Stored records:
◆ ◆ ◆ ◆ ◆ ◆ ◆
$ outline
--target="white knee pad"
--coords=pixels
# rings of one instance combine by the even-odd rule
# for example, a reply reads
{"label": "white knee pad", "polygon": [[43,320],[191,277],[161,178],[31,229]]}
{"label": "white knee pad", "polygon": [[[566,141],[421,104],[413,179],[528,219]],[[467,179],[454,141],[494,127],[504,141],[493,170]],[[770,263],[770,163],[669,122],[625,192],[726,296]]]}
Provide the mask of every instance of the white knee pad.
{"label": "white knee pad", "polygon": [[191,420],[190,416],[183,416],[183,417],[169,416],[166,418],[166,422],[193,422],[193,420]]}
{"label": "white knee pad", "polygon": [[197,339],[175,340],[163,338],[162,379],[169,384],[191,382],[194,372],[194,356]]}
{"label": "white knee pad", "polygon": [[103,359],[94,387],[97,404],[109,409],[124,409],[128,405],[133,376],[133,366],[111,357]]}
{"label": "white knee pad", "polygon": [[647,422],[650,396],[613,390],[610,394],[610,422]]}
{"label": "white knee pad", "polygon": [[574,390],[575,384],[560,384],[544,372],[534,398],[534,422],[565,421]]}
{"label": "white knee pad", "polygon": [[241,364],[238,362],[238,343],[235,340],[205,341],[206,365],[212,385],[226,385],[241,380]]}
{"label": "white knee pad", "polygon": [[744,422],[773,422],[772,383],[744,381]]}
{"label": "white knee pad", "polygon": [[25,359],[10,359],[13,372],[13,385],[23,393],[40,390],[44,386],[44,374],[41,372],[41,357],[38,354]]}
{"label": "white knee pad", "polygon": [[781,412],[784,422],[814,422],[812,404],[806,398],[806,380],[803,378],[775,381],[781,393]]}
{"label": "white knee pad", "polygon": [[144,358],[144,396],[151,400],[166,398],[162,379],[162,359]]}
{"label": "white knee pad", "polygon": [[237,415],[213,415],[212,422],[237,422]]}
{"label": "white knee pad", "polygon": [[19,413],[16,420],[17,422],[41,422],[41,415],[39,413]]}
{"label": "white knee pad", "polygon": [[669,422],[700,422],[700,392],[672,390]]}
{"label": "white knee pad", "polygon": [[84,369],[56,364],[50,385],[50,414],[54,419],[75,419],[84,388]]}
◆ ◆ ◆ ◆ ◆ ◆ ◆
### Work request
Could you restate every record word for word?

### Answer box
$ outline
--target="white knee pad"
--coords=pixels
# rings of one instance combine by the even-odd rule
# for example, a reply reads
{"label": "white knee pad", "polygon": [[43,320],[191,277],[161,178],[31,229]]}
{"label": "white knee pad", "polygon": [[[566,141],[421,104],[413,179],[528,219]],[[467,179],[454,141],[494,127],[504,141],[493,170]],[[770,263],[770,163],[669,122],[625,192],[726,296]]]}
Provide the mask of every instance of the white knee pad.
{"label": "white knee pad", "polygon": [[191,420],[190,416],[183,416],[183,417],[169,416],[166,418],[166,422],[193,422],[193,420]]}
{"label": "white knee pad", "polygon": [[197,339],[175,340],[163,338],[162,379],[169,384],[191,382],[194,372],[194,356]]}
{"label": "white knee pad", "polygon": [[103,359],[94,387],[97,404],[109,409],[124,409],[128,405],[133,376],[133,366],[111,357]]}
{"label": "white knee pad", "polygon": [[647,422],[650,396],[613,390],[610,394],[610,422]]}
{"label": "white knee pad", "polygon": [[574,390],[575,384],[560,384],[544,372],[534,398],[534,422],[565,421]]}
{"label": "white knee pad", "polygon": [[241,364],[238,362],[238,343],[235,340],[205,341],[206,365],[212,385],[226,385],[241,380]]}
{"label": "white knee pad", "polygon": [[744,422],[773,422],[772,383],[744,381]]}
{"label": "white knee pad", "polygon": [[25,359],[10,359],[13,372],[13,385],[23,393],[40,390],[44,386],[44,374],[41,372],[41,357],[38,354]]}
{"label": "white knee pad", "polygon": [[781,412],[784,422],[814,422],[812,404],[806,398],[806,380],[803,378],[775,381],[781,393]]}
{"label": "white knee pad", "polygon": [[144,358],[144,396],[151,400],[166,398],[162,379],[162,359]]}
{"label": "white knee pad", "polygon": [[237,415],[213,415],[212,422],[237,422]]}
{"label": "white knee pad", "polygon": [[19,413],[16,420],[17,422],[41,422],[41,415],[39,413]]}
{"label": "white knee pad", "polygon": [[669,422],[700,422],[700,392],[672,390]]}
{"label": "white knee pad", "polygon": [[84,369],[56,364],[50,385],[50,414],[54,419],[75,419],[84,388]]}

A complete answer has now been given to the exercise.